It also seems that only percent-encoded spaces are valid, as I doubt that space is an ALPHA or a DIGIT
look to the URI specification for more details.
The built in Java URLEncoder is doing what it's supposed to, and you should use it.
A "+" or "%20" are both valid replacements for a space character in a URL. Either one will work.
A ":" should be encoded, as it's a separator character. i.e. http://foo or ftp://bar. The fact that a particular browser can handle it when it's not encoded doesn't make it correct. You should encode them.
As a matter of good practice, be sure to use the method that takes a character encoding parameter. UTF-8 is generally used there, but you should supply it explicitly.
URLEncoder.encode(yourUrl, "UTF-8");
I just want to add anther way to resolve this problem.
If your project depends on spring web, you can use their utils.
import org.springframework.web.util.UriUtils
import java.nio.charset.StandardCharsets
UriUtils.encode('vip:104534049:5', StandardCharsets.UTF_8)
Output:
vip%3A104534049%3A5
String param="2019-07-18 19:29:37";
param="%27"+param.trim().replace(" ", "%20")+"%27";
I observed in case of Datetime (Timestamp)
URLEncoder.encode(param,"UTF-8") does not work.
The white space character " " is converted into a + sign when using URLEncoder.encode. This is opposite to other programming languages like JavaScript which encodes the space character into %20. But it is completely valid as the spaces in query string parameters are represented by +, and not %20. The %20 is generally used to represent spaces in URI itself (the URL part before ?).
if you have only space problem in url. I have used below code and it work fine
String url;
URL myUrl = new URL(url.replace(" ","%20"));
example : url is
www.xyz.com?para=hello sir
then output of muUrl is
www.xyz.com?para=hello%20sir

> _Written problem 1_
List each distinct percent-encoded sequence (a % sign followed by two characters) that appears in the URL-encoding thread.
The URL-encoding thread has no connection to the records that come after it.

> _Material shown_
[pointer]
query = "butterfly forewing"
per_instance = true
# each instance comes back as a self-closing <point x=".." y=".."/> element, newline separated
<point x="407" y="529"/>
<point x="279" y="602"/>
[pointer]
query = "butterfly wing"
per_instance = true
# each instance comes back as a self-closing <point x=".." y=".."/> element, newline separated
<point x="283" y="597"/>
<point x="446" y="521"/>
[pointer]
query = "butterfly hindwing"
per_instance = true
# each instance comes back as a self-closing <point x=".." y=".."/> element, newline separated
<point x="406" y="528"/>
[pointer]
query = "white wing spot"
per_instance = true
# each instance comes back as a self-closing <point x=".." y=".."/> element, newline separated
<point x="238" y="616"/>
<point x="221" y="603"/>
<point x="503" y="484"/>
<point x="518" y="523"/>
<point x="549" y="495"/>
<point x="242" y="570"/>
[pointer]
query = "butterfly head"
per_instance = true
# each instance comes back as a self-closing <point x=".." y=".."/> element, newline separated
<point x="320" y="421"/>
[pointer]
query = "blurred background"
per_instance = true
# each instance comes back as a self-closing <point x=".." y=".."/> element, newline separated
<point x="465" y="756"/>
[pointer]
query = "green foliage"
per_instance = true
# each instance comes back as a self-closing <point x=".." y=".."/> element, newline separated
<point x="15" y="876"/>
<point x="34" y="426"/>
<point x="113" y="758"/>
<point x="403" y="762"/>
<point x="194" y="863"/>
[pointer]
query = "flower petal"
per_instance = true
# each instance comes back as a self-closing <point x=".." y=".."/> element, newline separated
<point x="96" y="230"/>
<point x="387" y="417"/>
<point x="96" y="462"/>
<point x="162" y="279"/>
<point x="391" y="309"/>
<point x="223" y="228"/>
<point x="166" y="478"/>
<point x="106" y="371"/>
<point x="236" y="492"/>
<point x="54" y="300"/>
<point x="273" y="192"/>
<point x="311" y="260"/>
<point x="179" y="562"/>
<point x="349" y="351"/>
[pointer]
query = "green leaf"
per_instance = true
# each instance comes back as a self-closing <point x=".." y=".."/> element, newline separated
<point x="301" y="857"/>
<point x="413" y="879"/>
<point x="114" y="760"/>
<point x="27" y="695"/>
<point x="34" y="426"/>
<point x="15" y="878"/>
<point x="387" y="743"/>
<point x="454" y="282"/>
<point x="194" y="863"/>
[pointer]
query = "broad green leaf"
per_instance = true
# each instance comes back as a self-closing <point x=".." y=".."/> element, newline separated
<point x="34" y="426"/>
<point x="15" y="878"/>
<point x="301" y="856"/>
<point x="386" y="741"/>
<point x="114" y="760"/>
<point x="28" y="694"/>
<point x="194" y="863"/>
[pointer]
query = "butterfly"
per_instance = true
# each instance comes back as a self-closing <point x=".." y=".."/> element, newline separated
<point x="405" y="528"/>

* * *

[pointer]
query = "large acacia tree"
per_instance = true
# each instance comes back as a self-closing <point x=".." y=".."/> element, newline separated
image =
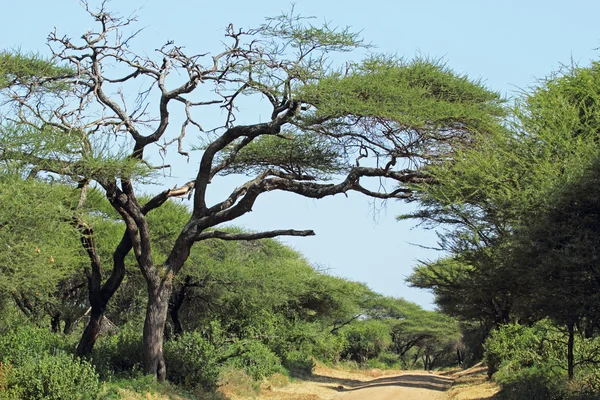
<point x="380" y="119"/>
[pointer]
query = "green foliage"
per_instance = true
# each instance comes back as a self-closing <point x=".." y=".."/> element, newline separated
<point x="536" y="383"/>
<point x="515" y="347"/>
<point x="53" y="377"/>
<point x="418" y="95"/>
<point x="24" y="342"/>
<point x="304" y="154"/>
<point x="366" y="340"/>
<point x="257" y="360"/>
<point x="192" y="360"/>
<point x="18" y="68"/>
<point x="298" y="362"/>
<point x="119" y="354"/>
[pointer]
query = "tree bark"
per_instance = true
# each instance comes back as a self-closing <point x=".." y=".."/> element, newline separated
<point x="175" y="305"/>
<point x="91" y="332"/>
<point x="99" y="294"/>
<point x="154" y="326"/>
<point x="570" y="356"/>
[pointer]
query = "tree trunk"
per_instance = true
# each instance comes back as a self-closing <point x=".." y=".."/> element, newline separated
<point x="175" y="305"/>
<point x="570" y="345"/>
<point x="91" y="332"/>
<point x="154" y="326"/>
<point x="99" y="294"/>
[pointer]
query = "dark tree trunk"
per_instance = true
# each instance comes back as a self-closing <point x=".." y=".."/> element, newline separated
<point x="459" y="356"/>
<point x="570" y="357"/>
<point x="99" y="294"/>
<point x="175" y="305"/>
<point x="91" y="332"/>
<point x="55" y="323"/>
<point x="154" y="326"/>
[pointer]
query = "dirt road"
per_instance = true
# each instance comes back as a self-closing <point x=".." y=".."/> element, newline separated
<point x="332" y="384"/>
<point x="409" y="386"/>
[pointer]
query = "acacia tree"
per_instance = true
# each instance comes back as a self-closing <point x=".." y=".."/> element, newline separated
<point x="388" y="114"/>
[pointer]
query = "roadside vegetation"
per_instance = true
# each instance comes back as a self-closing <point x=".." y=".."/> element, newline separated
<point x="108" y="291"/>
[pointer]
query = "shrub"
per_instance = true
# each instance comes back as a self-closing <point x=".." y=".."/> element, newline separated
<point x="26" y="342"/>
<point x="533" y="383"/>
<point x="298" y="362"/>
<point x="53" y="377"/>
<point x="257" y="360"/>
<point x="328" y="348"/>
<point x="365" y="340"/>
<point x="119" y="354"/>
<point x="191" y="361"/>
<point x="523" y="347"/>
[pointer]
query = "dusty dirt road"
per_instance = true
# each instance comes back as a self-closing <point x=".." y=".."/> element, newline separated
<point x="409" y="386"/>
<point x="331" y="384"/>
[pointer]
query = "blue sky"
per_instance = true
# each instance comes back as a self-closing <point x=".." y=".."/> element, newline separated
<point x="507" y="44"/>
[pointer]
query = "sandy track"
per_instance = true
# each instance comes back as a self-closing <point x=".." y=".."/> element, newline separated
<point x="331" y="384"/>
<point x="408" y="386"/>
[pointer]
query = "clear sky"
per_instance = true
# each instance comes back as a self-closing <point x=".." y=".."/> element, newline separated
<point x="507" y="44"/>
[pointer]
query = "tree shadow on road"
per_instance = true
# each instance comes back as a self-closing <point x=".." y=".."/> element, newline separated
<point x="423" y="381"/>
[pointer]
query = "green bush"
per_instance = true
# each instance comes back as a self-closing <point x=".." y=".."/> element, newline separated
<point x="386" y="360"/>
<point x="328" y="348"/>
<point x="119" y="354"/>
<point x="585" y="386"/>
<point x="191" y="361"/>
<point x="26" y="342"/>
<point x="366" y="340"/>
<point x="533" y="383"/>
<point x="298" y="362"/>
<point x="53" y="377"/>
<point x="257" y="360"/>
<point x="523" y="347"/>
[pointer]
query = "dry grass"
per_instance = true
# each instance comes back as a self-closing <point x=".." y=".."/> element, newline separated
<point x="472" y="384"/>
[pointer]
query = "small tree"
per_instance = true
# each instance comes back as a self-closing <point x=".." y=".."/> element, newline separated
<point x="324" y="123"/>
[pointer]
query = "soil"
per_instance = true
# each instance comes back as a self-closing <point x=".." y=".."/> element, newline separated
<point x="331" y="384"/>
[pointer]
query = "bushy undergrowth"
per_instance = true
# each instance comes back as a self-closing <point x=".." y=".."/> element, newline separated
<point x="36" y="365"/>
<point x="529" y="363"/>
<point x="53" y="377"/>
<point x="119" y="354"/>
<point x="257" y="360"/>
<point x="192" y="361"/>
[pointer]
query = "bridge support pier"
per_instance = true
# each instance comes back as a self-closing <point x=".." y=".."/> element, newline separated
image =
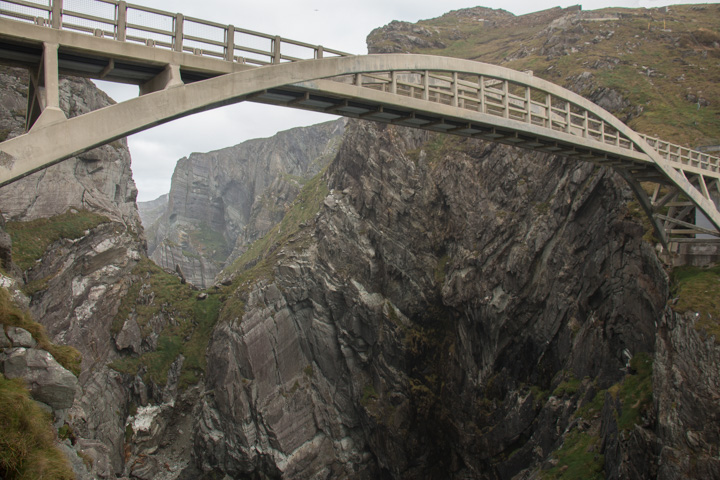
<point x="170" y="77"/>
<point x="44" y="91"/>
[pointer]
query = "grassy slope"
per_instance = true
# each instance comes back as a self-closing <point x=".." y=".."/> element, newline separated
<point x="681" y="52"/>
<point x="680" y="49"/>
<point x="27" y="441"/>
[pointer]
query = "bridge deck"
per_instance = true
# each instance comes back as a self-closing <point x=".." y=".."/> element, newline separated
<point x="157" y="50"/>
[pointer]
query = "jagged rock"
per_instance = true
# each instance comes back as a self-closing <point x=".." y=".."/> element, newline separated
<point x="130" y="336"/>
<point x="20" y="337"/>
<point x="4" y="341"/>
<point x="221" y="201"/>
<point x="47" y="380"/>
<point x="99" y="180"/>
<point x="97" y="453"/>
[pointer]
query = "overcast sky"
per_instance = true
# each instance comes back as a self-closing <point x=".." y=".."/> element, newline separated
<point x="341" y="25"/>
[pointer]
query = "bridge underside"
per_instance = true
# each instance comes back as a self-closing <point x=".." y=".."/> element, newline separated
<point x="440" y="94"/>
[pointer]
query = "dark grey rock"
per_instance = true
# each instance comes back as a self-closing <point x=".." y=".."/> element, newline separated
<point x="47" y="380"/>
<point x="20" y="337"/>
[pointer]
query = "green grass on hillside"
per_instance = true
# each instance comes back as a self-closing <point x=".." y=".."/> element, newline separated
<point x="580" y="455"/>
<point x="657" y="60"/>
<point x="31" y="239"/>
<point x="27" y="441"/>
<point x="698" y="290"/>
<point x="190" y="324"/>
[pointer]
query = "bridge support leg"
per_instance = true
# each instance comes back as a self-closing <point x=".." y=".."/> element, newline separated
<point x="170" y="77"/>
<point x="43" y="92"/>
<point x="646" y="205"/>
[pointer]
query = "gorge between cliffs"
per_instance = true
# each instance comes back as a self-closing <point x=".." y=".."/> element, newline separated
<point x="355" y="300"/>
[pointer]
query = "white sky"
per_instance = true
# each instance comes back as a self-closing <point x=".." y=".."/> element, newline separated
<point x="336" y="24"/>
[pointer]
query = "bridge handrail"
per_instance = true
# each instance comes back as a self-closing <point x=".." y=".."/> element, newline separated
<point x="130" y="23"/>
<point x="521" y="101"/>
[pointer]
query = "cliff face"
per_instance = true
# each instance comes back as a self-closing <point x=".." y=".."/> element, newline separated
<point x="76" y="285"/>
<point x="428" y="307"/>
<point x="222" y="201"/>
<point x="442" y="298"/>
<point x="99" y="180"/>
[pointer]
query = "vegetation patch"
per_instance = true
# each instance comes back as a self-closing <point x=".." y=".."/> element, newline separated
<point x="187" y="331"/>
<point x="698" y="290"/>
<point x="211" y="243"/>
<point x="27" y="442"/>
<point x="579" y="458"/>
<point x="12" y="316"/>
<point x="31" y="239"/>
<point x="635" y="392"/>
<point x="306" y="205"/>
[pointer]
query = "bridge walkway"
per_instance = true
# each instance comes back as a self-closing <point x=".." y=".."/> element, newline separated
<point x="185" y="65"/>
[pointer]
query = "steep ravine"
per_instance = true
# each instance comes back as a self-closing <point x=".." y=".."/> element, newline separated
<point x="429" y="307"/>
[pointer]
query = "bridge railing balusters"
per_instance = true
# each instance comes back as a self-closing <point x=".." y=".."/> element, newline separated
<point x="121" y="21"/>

> _Written problem 2_
Collect every line of the records that contains the string "white". Case counts.

> _Task answer 1_
%20
%3A
%27

> _Task answer 2_
query = "white wing spot"
query = "white sky"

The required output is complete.